_The task_
Rewrite the records starting at the line that contains "of the white" and ending at the line that contains "point(686, 71)", substituting "out-of-focus" for "blurred" and leaving all else unchanged.

_Entries_
>>

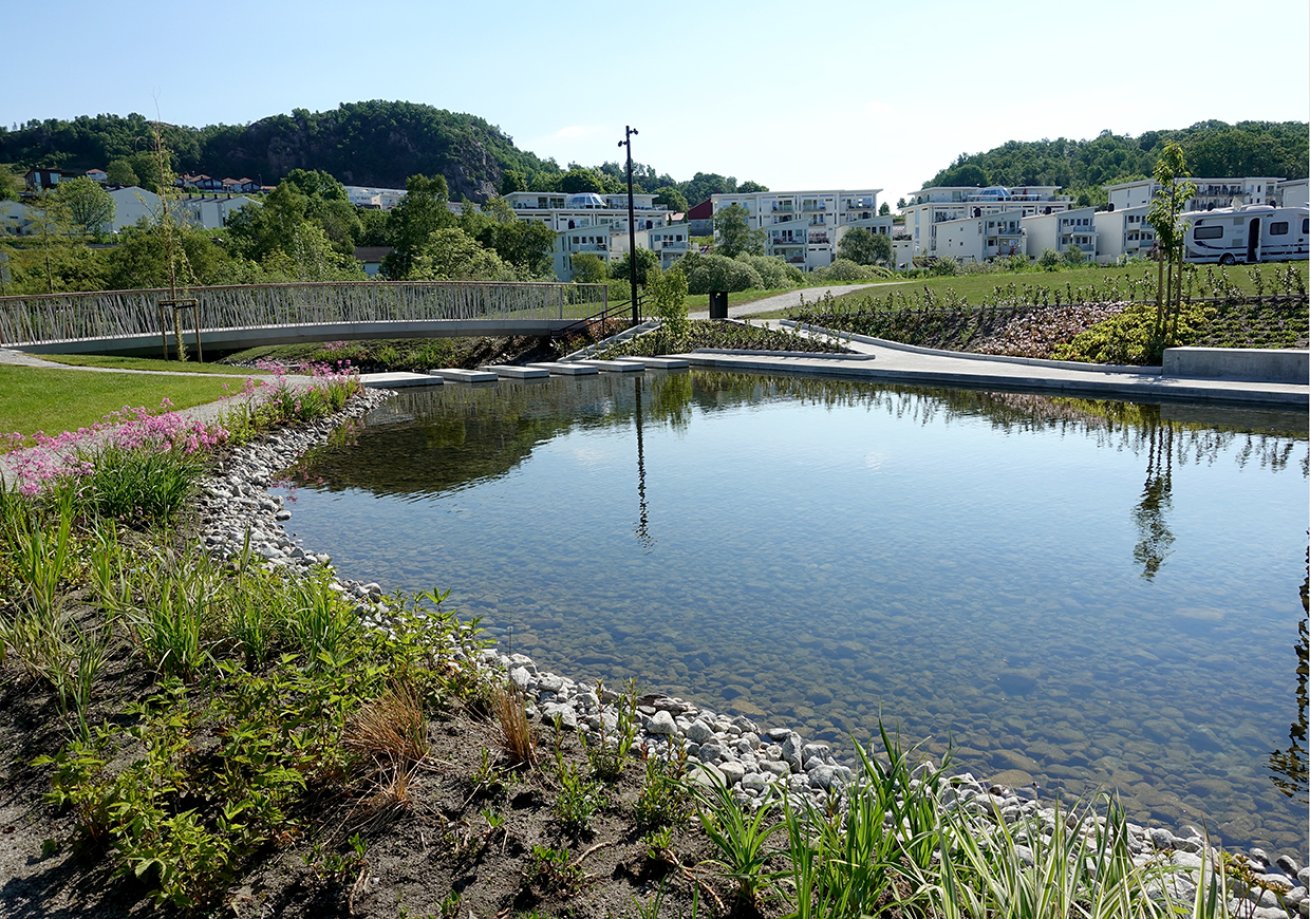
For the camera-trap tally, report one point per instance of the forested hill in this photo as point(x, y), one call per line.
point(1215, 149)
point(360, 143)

<<
>>

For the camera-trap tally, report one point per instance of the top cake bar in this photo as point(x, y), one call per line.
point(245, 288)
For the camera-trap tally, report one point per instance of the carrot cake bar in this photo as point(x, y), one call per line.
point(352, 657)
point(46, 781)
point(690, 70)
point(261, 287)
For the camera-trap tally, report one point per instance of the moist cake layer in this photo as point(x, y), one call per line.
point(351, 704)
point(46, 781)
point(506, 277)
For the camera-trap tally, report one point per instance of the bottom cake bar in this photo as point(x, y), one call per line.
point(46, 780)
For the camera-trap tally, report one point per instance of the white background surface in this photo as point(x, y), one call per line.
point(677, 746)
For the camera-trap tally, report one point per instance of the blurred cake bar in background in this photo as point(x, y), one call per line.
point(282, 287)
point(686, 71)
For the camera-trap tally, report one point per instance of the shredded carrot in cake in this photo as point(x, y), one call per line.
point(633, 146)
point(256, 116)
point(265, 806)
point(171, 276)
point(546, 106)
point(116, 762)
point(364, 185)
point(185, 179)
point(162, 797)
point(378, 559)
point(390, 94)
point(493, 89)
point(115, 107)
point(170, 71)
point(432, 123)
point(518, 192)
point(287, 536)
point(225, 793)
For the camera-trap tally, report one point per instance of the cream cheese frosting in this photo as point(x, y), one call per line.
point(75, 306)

<<

_Response to the task_
For the camera-trap tally, report one point per instance of the white background surface in this photo as point(x, y), one call per line.
point(677, 746)
For the camera-trap tally, report one point per instance of the out-of-focus cake bar in background in this photo as point(x, y), one call per line.
point(282, 287)
point(686, 71)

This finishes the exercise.